#### Your objective
In the forum thread on balloon sinuplasty below, what kind of code must be used when the procedure only dilates the sinuses and removes no bone or tissue?

# balloon sinuplasty



## njbrown (Oct 5, 2009)

Can someone advise me on how to code a balloon sinuplasty?  Would I code it using the normal sinus cavity codes 31254,31256, etc.. or would I use the unlisted cpt code of 31299 and how would I have to list that out?

Thank you for any hep


----------



## sbenden719 (Oct 7, 2009)

we dont bill it as any special code...just use the sinus codes..if this helps


----------



## njbrown (Oct 8, 2009)

*Balloon Sinuplasty*

Thanks for your help


----------



## Jamie Dezenzo (Oct 12, 2009)

our ASC only had a few and we billed sinus codes.

This is AAO-HNS position on "Balloon Sinuplasty"
http://www.newswise.com/articles/view/528170/#

Hope this helps.


----------



## kjpollock (Oct 20, 2009)

*Balloon sinuplasty*

That link is a very old posting.  The AAOHNS recently took down an updated posting due to some controversy about the procedure.  If the doctor can say that s/he did what is included in the usual endoscopic sinus surgery codes (eg, 31256, 31255) and used the balloon dilator as an adjunct to the surgery then use the regular endoscopic sinus surgery codes.

If however, the entire procedure involves just dilating the sinuses and no bone or tissue is removed, then you must use an unlisted code such as 31299.

Kim Pollock, RN, MBA, CPC
KarenZupko & Associates, Inc.
www.karenzupko.com


----------



## Jamie Dezenzo (Oct 20, 2009)

Thanks for the updated info!


----------

#### Given information
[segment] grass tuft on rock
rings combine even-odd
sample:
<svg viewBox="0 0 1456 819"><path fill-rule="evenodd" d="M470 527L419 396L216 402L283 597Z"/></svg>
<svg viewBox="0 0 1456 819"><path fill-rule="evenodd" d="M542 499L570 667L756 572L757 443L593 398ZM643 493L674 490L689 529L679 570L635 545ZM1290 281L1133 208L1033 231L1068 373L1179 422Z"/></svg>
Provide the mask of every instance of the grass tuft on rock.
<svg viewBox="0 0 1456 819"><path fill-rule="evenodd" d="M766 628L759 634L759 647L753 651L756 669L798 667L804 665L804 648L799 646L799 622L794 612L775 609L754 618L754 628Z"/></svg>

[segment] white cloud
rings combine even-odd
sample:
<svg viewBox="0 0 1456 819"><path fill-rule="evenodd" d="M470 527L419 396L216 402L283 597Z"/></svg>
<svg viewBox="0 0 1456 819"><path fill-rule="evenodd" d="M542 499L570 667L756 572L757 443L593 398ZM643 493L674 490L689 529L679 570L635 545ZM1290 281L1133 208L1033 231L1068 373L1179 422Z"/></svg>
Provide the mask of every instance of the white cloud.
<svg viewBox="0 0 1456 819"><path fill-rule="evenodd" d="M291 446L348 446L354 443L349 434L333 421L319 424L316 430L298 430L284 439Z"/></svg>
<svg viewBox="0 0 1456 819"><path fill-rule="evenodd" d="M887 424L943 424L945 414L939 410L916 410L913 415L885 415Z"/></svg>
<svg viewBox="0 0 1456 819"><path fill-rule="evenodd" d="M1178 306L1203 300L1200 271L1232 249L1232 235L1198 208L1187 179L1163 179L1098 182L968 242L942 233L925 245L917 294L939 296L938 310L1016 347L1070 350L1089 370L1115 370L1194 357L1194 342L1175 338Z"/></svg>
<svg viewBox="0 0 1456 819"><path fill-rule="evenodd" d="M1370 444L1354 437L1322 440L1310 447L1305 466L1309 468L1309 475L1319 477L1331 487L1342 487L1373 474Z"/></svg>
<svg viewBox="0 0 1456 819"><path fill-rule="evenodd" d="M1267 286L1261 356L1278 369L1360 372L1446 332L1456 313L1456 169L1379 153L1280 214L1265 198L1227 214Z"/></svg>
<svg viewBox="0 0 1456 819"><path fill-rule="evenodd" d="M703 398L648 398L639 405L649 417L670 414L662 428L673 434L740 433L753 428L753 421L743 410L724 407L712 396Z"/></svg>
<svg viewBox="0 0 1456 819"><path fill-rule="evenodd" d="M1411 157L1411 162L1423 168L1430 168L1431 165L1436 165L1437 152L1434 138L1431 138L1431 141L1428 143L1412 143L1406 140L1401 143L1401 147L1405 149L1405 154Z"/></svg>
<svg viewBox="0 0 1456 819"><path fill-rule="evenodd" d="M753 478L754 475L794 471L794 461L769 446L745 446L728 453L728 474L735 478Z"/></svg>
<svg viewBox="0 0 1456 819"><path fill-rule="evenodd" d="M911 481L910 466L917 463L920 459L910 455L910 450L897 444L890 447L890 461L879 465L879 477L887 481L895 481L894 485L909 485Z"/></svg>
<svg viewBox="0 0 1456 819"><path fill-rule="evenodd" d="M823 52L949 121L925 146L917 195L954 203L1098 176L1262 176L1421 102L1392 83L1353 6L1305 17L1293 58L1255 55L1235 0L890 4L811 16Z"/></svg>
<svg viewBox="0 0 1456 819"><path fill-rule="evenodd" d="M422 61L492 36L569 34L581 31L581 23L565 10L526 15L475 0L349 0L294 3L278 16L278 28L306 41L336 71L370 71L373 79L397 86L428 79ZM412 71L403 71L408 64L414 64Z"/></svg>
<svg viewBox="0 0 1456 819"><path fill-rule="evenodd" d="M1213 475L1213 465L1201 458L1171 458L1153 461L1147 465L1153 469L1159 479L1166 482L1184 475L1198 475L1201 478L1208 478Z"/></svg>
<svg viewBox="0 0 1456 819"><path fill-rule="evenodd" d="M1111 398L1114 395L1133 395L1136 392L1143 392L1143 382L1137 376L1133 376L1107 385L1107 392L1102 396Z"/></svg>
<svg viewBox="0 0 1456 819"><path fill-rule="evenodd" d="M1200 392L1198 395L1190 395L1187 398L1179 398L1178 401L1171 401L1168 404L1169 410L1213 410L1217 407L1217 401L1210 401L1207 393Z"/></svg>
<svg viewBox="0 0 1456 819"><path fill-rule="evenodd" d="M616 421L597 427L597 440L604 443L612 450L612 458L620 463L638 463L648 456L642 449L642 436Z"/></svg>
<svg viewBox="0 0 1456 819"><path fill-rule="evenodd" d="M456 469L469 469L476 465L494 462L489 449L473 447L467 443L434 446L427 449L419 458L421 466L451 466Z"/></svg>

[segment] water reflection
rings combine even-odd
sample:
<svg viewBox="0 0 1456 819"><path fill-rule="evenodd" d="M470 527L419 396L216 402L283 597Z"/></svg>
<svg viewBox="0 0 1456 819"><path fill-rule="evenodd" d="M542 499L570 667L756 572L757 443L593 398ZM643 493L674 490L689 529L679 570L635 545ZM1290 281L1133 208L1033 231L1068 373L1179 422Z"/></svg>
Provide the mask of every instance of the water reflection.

#### Task response
An unlisted code, such as 31299.